begin Entries provided
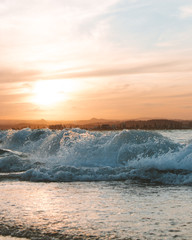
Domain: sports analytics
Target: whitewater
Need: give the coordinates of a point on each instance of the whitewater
(79, 184)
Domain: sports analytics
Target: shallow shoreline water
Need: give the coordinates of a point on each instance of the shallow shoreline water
(96, 210)
(76, 184)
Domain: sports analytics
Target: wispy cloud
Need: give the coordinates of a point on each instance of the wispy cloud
(186, 11)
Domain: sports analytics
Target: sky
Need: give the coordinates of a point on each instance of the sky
(78, 59)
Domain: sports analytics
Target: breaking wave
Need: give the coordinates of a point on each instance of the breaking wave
(80, 155)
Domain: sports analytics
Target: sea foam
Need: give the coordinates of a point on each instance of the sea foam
(80, 155)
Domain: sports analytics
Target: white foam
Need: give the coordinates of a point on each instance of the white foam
(80, 155)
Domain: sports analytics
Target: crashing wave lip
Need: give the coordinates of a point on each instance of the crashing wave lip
(10, 176)
(8, 151)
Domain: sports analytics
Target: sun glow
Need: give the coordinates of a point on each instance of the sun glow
(50, 92)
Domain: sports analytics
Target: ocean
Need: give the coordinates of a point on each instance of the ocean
(79, 184)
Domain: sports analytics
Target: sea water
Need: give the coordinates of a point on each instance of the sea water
(78, 184)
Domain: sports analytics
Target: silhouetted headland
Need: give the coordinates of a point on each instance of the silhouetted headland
(98, 124)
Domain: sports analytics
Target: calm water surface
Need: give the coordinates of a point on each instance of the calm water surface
(96, 210)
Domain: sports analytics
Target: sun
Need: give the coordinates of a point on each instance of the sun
(50, 92)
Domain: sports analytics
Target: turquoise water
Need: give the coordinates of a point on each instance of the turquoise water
(76, 184)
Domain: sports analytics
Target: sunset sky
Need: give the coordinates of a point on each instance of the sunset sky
(78, 59)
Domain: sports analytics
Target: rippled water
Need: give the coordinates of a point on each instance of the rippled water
(96, 210)
(76, 184)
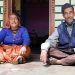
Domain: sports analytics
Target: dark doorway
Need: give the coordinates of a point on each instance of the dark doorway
(35, 16)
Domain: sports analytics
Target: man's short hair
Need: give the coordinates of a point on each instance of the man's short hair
(65, 6)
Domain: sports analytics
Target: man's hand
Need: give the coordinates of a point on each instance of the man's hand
(23, 50)
(43, 56)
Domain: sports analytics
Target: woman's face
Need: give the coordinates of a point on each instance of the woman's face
(14, 22)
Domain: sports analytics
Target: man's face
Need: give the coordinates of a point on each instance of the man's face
(68, 15)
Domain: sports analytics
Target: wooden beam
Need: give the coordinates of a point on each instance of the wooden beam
(51, 16)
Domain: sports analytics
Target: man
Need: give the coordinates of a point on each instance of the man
(61, 44)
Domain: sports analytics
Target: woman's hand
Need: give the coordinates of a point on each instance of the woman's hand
(23, 50)
(43, 56)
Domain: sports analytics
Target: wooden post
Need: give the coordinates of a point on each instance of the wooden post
(51, 16)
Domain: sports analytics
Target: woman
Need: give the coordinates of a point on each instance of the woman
(14, 42)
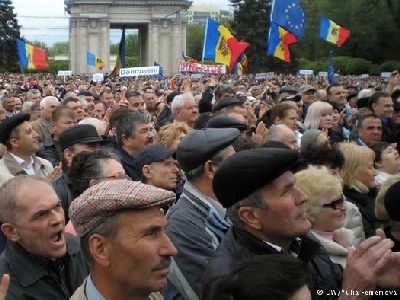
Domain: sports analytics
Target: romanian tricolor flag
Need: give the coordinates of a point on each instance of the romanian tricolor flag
(31, 57)
(332, 32)
(221, 46)
(278, 42)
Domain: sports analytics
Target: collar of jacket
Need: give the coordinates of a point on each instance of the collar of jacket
(14, 167)
(29, 268)
(304, 247)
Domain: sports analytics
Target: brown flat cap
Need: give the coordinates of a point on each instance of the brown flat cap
(107, 198)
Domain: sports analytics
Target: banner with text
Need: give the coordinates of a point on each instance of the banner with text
(139, 71)
(199, 68)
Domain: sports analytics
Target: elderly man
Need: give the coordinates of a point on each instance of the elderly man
(74, 140)
(42, 125)
(184, 109)
(196, 223)
(268, 216)
(43, 262)
(22, 143)
(134, 133)
(157, 166)
(282, 134)
(122, 229)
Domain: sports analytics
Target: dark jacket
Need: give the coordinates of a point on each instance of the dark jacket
(63, 189)
(238, 246)
(366, 205)
(51, 150)
(40, 278)
(127, 163)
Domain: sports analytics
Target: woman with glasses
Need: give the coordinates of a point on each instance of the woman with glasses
(326, 209)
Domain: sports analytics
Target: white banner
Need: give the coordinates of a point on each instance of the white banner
(306, 72)
(98, 77)
(199, 68)
(139, 71)
(64, 73)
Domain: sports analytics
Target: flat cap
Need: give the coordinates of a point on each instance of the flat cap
(10, 123)
(306, 88)
(105, 199)
(226, 122)
(225, 103)
(79, 134)
(150, 154)
(201, 145)
(247, 171)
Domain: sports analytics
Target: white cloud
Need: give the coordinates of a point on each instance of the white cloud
(46, 21)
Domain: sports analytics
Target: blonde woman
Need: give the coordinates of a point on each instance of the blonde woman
(358, 175)
(171, 135)
(326, 209)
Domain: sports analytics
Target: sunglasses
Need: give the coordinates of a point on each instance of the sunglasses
(336, 204)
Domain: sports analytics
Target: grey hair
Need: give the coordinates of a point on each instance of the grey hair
(43, 102)
(126, 126)
(179, 101)
(107, 228)
(9, 194)
(255, 199)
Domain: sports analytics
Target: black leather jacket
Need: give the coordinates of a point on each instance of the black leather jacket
(238, 245)
(40, 278)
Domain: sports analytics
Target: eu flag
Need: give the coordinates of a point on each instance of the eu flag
(290, 15)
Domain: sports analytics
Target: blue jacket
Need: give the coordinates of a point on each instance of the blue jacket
(196, 225)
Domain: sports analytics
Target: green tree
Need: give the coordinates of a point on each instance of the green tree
(194, 41)
(9, 32)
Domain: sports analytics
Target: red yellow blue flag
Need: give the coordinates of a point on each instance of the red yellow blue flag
(331, 32)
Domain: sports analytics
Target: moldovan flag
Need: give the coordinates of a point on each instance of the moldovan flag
(31, 57)
(332, 32)
(279, 41)
(221, 46)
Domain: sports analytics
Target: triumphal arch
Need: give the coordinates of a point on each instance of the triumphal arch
(161, 25)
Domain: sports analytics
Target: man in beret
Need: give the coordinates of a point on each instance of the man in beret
(22, 143)
(43, 262)
(268, 216)
(196, 223)
(157, 166)
(122, 229)
(74, 140)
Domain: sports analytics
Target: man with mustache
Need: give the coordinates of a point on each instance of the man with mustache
(122, 229)
(43, 262)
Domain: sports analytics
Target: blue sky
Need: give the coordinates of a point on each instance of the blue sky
(46, 21)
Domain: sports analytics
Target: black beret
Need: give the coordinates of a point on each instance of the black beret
(247, 171)
(392, 201)
(225, 103)
(226, 122)
(201, 145)
(79, 134)
(9, 124)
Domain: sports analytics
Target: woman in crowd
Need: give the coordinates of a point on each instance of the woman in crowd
(326, 210)
(359, 182)
(320, 116)
(387, 161)
(171, 135)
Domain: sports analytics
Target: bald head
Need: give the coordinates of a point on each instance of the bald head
(282, 134)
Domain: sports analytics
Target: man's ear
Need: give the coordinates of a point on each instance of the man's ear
(146, 171)
(11, 232)
(250, 217)
(100, 249)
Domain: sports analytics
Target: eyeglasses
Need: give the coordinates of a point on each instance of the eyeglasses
(336, 204)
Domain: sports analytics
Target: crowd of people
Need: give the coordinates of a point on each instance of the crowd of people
(199, 187)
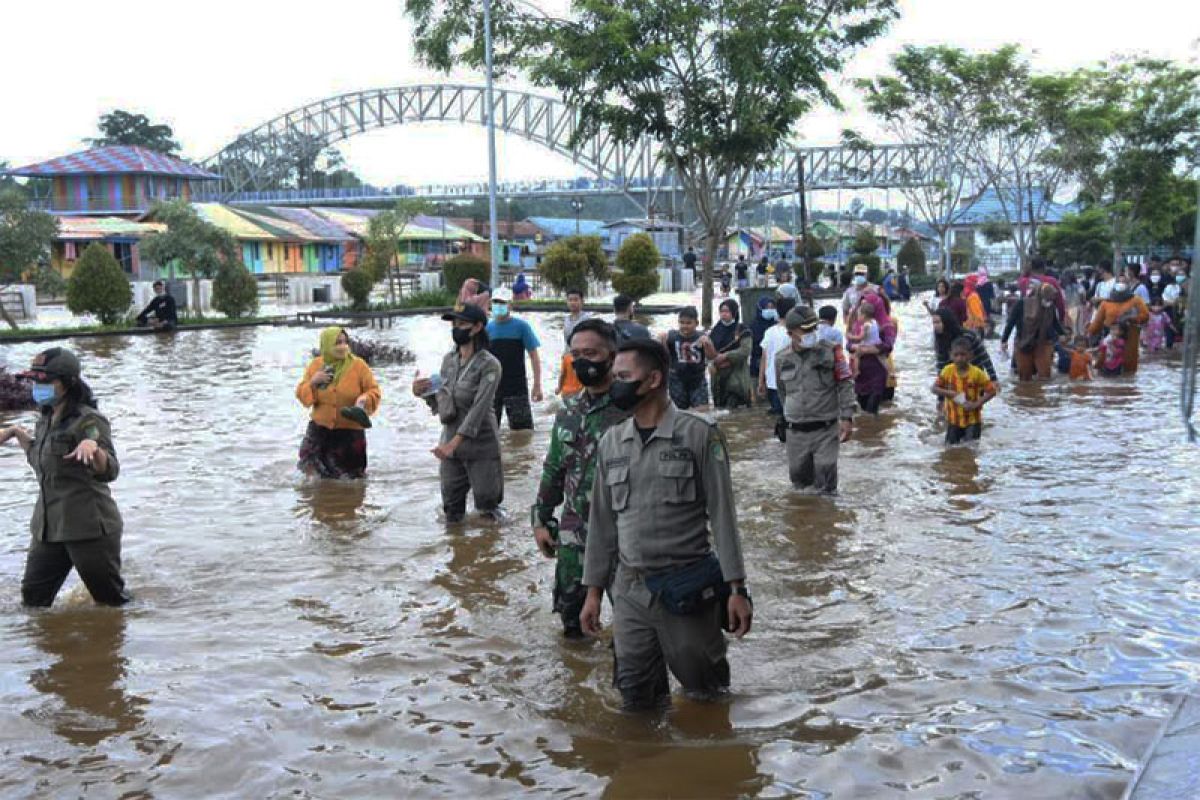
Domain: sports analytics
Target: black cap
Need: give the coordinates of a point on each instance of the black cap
(55, 362)
(468, 313)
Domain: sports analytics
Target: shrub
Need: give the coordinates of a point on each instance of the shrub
(637, 260)
(234, 290)
(99, 286)
(912, 257)
(456, 270)
(358, 284)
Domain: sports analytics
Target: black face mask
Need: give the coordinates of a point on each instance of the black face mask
(624, 394)
(591, 372)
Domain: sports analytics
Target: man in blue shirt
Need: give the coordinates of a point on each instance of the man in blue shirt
(510, 340)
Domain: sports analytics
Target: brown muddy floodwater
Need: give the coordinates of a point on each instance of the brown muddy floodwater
(993, 623)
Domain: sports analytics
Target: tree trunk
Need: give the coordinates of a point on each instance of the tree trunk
(4, 312)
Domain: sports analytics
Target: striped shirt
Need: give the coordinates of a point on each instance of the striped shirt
(973, 385)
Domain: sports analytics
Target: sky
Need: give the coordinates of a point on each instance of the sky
(220, 67)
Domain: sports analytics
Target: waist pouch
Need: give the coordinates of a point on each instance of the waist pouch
(690, 588)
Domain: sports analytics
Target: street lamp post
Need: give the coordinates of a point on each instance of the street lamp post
(490, 103)
(577, 206)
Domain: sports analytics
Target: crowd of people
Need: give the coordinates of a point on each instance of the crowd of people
(635, 498)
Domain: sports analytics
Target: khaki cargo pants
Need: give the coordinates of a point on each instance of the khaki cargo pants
(648, 639)
(813, 458)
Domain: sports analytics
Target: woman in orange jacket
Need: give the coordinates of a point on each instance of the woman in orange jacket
(1122, 307)
(342, 392)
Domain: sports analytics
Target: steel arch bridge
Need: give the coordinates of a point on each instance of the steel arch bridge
(256, 162)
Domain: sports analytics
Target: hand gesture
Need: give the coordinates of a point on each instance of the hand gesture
(741, 615)
(85, 453)
(545, 540)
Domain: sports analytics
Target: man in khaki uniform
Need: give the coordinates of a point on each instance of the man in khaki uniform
(817, 394)
(661, 485)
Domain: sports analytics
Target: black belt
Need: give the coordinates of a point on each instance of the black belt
(809, 427)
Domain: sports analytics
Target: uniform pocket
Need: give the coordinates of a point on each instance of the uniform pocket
(677, 481)
(617, 480)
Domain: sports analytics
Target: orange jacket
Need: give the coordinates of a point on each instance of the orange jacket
(1109, 313)
(357, 382)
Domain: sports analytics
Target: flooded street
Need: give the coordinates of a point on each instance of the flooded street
(990, 623)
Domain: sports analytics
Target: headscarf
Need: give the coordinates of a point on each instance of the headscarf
(329, 356)
(725, 337)
(1038, 319)
(951, 330)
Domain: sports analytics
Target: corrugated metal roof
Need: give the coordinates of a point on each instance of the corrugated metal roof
(557, 227)
(84, 228)
(117, 160)
(987, 206)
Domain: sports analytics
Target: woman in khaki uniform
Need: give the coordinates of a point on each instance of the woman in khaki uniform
(76, 522)
(462, 396)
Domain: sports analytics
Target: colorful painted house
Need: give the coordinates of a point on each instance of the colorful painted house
(120, 236)
(120, 180)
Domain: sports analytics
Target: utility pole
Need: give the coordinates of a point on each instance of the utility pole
(490, 104)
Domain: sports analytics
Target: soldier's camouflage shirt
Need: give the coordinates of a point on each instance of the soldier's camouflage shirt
(570, 464)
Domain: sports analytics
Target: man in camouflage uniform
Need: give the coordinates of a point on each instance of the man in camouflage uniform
(570, 465)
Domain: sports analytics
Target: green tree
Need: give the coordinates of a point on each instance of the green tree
end Entries provided
Task brief:
Count the lines of the listing that contain the string "bald", with case counting, and give only that number.

Complete response:
2